Teks Berita:

____

Aset Bekas Terminal Kertosono Nganjuk Raib

Lokasi bekas Terminal Kertosono kini dibangun RSU Kertosono II, sementara asset bekas terminal raib. [ristika/bhirawa]

Lokasi bekas Terminal Kertosono kini dibangun RSU Kertosono II, sementara asset bekas terminal raib. [ristika/bhirawa]

Nganjuk, Bhirawa
Pembangunan RSU Kertosono II yang sejak awal menimbulkan kontroversi di kalangan masyarakat maupun dewan, kini muncul kasus lenyapnya besi bongkaran bekas terminal. Bahkan muncul dugaan kerangka besi bekas terminal Kertosono yang nilainya ratusan juta dijual secara illegal oleh oknum pejabat Pemkab Nganjuk.
Ada dugaan tak ada berita acara penghapusan aset daerah berupa bongkaran Terminal Kertosono. Sehingga panitia pembangunan mega proyek RSU Kertosono langsung menunjuk seseorang untuk membeli kerangka besi bekas Terminal Kertosono.
Arbayana, anggota Komisi A DPRD Nganjuk mengatakan, untuk melakukan penghapusan aset daerah semua ada aturan dan mekanismenya. Sesuai Permenkeu 50 tahun 2004 dan UU Nomor 1 tahun 2004 tentang Perbendaharaan Negara, serta PP Nomor 6 tahun 2006, tentang pengelolaan barang milik Negara, soal tata kelola asset Negara sudah diatur secara cermat.
Ditegaskan Arbayana, yang berhak melakukan lelang aset negara dalam hal ini adalah Kantor Pelayanan Kekayaan Negara dan Lelang (KPKNL). Tetapi kalau kita melihat penghapusan aset daerah berupa kerangka besi terminal Kertosono, sangat jelas menyalahi aturan. Panitia tidak pernah merujuk pada aturan yang ada, malah semua aturannya diabaikan begitu saja.

____

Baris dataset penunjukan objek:
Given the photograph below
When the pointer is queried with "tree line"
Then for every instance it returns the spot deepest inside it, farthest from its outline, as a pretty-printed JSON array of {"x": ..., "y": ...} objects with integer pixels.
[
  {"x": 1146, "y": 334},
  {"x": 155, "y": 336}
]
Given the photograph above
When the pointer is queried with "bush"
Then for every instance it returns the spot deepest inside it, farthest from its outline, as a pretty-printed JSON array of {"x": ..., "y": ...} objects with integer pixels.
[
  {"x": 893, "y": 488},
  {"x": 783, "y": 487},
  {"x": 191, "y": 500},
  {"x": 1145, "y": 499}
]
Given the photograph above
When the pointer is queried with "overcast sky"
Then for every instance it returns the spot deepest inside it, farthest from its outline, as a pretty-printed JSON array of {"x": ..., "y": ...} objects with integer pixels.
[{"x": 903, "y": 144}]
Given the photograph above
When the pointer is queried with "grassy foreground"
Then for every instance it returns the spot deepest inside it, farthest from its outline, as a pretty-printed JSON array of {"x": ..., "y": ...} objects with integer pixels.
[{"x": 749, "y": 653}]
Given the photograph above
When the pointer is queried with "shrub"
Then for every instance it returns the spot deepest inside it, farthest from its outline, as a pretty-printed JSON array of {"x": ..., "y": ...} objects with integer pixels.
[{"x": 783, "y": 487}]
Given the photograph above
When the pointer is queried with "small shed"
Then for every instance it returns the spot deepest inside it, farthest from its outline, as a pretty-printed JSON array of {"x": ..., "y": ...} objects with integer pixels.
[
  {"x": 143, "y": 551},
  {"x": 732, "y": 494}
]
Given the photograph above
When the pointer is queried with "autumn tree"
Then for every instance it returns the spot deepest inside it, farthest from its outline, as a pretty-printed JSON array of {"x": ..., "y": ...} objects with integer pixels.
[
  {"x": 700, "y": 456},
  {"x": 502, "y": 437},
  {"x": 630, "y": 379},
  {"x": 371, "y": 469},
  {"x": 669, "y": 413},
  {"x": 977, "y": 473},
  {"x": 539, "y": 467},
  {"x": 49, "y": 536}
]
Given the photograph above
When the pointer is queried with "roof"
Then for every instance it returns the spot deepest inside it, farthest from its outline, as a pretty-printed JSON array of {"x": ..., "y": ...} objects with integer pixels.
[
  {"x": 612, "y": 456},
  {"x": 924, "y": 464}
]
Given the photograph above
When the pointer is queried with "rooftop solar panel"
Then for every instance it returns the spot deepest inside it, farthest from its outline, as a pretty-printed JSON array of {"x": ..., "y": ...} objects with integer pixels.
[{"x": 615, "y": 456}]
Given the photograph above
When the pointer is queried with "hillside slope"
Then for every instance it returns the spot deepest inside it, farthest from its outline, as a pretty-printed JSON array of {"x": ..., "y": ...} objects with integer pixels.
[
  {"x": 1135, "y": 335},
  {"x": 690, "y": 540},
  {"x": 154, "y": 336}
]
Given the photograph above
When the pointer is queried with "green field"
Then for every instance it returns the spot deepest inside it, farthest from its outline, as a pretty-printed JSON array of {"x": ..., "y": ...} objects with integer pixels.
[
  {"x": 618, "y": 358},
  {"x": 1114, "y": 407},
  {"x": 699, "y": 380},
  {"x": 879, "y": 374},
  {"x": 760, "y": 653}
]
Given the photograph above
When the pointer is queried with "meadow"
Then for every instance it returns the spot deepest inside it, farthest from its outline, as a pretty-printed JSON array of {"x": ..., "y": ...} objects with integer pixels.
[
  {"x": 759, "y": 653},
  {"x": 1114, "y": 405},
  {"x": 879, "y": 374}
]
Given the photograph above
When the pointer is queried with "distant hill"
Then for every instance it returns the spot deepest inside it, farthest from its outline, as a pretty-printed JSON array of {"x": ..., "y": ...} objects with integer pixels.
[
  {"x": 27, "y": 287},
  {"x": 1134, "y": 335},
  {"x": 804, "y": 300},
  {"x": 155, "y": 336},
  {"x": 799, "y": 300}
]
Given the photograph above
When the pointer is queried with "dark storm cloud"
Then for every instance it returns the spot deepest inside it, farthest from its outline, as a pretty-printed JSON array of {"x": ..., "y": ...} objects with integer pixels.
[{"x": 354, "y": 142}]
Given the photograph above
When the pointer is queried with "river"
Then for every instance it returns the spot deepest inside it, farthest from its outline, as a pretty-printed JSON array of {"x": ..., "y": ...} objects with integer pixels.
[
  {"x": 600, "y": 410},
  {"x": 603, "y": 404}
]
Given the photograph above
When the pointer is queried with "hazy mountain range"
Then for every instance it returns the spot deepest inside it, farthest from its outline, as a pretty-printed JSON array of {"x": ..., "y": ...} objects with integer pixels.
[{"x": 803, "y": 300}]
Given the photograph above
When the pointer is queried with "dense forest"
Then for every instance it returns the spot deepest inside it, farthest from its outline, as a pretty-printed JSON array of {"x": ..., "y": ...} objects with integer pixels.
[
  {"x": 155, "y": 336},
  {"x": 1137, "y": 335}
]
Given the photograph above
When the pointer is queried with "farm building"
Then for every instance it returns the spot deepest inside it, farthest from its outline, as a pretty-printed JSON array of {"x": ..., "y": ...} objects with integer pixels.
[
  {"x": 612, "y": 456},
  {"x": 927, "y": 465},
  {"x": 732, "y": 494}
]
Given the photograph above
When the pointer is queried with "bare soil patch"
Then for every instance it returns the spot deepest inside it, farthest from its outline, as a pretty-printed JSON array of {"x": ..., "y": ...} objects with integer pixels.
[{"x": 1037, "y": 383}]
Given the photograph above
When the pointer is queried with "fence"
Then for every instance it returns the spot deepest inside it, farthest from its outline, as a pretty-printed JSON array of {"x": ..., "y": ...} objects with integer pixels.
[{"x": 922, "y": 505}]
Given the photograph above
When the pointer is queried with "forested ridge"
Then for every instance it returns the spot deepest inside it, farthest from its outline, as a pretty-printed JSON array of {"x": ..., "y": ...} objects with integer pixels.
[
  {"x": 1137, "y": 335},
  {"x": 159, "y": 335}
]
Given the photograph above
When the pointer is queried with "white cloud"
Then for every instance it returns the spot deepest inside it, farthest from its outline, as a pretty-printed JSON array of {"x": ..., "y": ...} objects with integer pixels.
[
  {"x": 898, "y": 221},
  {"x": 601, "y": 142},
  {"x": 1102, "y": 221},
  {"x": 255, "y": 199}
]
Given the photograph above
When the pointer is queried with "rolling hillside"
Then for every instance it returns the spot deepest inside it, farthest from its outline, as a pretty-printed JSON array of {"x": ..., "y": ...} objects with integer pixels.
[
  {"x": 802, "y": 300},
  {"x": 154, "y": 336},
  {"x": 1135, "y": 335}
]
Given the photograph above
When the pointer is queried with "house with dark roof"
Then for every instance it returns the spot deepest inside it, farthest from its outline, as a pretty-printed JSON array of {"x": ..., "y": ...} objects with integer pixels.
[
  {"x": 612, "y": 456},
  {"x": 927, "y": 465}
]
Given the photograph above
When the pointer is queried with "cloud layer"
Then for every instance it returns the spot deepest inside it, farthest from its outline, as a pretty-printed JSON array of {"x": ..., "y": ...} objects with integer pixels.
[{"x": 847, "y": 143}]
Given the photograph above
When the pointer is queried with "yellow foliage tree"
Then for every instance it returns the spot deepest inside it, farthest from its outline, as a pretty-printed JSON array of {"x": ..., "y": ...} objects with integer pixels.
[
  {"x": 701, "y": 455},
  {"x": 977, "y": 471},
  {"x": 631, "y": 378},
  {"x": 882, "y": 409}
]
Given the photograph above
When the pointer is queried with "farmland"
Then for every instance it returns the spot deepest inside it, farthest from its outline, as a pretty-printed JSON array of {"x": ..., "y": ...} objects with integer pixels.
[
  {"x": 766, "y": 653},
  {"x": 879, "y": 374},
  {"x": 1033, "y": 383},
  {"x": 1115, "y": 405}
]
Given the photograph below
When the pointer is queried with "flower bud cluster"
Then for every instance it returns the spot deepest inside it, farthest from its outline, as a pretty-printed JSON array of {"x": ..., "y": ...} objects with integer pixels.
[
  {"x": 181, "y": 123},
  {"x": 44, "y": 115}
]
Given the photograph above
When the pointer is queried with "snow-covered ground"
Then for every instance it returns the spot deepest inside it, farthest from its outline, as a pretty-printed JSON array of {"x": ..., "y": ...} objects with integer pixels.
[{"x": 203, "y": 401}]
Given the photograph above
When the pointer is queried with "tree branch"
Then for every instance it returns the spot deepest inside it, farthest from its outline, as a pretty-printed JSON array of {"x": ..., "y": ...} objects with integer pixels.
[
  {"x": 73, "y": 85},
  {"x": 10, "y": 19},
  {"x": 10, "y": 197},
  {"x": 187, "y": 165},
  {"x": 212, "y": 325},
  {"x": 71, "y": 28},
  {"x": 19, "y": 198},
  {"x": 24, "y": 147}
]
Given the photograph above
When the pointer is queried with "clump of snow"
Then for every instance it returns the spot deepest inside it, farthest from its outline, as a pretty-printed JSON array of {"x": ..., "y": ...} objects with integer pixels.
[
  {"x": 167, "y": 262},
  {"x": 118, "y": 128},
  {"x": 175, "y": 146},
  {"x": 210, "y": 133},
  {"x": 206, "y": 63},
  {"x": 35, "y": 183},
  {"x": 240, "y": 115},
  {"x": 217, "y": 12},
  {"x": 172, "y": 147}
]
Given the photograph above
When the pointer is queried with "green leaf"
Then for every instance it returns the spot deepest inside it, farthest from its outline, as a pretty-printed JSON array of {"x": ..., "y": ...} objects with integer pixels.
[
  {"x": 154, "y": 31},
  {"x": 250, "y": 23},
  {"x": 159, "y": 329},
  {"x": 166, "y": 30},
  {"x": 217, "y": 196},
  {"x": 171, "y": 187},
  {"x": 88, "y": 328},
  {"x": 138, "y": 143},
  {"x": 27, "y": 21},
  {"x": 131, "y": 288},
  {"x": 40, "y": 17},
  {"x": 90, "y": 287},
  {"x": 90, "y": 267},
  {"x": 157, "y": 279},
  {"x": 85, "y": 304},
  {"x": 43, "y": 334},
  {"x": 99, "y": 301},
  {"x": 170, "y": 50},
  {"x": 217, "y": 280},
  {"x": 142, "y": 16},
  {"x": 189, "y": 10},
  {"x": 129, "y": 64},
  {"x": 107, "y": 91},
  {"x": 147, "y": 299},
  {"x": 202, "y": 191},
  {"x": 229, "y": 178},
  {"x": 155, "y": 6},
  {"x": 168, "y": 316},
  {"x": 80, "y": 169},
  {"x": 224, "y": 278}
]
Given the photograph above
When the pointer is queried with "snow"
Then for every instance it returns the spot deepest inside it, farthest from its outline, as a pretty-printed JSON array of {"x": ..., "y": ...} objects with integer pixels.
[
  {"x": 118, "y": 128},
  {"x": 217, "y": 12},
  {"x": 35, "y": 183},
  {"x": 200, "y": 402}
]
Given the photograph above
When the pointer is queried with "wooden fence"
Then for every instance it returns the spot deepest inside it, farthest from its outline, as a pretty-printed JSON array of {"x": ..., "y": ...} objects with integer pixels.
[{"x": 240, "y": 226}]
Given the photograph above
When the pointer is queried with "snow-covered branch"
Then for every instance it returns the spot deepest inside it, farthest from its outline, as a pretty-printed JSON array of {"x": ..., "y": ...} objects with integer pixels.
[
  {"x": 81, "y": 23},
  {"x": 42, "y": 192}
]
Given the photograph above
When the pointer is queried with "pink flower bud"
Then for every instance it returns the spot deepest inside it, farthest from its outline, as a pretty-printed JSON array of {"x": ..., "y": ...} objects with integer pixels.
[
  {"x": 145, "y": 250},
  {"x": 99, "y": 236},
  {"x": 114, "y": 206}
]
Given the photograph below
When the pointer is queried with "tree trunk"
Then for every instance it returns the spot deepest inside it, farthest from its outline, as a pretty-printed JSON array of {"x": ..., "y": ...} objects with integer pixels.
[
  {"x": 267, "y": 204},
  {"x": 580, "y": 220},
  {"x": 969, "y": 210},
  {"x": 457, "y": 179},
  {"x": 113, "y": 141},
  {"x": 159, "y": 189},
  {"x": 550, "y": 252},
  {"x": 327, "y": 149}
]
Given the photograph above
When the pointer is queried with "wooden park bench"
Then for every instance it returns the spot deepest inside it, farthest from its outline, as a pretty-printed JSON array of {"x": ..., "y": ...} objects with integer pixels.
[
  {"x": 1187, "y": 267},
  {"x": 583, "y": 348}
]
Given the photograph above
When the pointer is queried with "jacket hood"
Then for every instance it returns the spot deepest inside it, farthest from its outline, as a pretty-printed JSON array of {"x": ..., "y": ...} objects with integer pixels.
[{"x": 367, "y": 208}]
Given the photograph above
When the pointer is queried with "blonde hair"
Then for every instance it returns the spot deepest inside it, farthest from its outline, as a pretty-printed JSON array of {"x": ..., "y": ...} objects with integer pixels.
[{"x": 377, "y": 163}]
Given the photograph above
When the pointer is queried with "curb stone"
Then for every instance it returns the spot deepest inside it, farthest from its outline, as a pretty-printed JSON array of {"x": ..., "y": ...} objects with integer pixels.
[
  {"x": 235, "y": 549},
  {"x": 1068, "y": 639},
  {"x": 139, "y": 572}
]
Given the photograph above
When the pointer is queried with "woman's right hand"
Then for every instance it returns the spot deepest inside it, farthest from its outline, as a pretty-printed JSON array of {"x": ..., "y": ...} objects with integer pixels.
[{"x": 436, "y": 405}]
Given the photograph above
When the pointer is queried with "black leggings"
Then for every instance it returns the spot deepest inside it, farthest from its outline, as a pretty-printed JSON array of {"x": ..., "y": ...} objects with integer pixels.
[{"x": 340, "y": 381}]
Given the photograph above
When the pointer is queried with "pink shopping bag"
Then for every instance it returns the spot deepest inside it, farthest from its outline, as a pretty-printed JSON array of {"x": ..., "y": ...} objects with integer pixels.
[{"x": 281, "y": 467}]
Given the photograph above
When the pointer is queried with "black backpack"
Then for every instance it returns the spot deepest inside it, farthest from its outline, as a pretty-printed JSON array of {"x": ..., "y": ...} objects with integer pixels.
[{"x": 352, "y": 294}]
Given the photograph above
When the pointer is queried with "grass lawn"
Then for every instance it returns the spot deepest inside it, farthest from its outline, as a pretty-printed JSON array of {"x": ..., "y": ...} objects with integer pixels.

____

Tugas Tertulis:
- A) Menurut Arbayana dalam berita tentang aset bekas Terminal Kertosono, instansi apa yang berhak melakukan lelang aset negara?
- B) Mengapa Arbayana menilai penghapusan kerangka besi Terminal Kertosono sangat jelas menyalahi aturan, menurut berita tersebut?
Baris-baris data tersebut merupakan bahan yang terpisah dari berita.

Jawaban Tugas:
- A) Kantor Pelayanan Kekayaan Negara dan Lelang (KPKNL).

- B) Panitia tidak pernah merujuk pada aturan yang ada dan justru mengabaikan semua aturan begitu saja. Padahal penghapusan aset daerah memiliki aturan dan mekanisme, dan lelang aset negara merupakan hak KPKNL.